▶ _Recorded data_
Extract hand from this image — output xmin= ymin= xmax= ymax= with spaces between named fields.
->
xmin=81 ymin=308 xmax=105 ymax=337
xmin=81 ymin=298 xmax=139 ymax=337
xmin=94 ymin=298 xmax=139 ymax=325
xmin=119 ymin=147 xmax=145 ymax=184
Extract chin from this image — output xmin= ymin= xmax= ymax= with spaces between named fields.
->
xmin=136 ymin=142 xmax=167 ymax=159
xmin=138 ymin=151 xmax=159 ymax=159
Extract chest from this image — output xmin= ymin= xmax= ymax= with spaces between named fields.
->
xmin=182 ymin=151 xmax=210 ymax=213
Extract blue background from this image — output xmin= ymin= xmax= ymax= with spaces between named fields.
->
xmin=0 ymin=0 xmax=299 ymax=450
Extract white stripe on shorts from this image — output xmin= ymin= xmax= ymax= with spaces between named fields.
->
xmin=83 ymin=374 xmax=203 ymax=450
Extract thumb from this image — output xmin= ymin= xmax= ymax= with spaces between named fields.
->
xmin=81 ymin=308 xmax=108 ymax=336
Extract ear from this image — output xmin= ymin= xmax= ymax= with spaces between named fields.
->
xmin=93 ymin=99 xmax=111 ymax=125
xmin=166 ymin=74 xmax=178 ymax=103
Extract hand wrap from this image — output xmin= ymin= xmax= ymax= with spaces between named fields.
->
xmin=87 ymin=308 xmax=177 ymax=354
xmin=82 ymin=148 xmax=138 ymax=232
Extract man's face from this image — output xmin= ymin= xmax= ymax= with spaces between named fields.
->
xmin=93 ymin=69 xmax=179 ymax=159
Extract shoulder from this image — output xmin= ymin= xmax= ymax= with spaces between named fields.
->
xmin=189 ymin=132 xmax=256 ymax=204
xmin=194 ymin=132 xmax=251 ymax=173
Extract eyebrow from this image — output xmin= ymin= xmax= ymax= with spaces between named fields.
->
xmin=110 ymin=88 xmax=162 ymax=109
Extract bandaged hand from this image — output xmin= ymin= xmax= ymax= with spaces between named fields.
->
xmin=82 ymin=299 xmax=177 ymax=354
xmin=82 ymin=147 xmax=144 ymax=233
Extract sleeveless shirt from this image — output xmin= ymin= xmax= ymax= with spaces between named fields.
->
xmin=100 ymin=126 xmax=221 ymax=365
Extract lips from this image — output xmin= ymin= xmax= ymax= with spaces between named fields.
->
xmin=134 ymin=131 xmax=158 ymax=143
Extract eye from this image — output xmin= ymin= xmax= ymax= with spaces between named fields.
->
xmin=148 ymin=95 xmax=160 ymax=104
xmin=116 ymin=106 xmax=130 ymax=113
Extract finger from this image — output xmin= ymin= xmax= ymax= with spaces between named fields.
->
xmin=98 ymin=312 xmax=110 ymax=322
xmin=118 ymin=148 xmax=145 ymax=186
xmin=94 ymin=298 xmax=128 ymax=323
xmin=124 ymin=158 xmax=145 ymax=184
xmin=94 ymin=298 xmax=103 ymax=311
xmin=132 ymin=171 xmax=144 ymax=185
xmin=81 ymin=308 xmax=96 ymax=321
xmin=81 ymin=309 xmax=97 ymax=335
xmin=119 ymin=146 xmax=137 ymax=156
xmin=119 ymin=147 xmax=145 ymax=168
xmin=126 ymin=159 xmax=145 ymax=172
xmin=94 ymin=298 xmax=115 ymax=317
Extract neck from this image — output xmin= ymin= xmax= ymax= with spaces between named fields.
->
--
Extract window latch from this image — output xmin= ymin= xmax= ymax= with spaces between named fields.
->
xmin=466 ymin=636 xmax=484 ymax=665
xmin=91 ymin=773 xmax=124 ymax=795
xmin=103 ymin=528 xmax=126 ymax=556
...
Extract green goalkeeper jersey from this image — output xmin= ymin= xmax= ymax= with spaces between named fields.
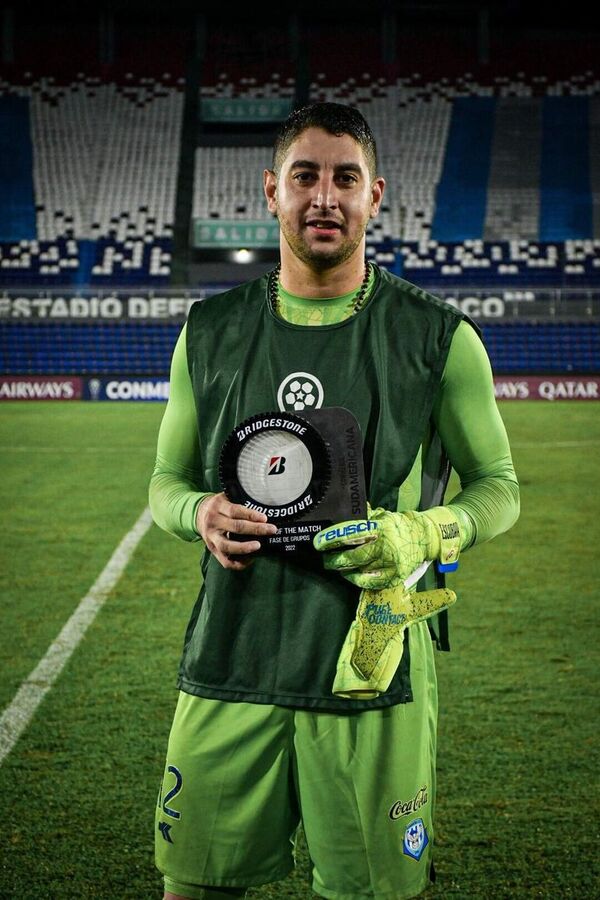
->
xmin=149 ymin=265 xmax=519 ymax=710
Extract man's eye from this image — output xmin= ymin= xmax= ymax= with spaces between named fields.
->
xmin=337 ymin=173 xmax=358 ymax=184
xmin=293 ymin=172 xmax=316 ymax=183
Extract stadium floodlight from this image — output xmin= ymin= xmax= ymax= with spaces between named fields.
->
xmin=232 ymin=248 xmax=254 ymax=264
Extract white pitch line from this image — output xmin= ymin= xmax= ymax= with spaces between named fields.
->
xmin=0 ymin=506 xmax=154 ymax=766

▶ _TASK GOAL_
For each line above that contains "white", add one to a count, then state only the final number.

▶ _WRITTEN SOLUTION_
2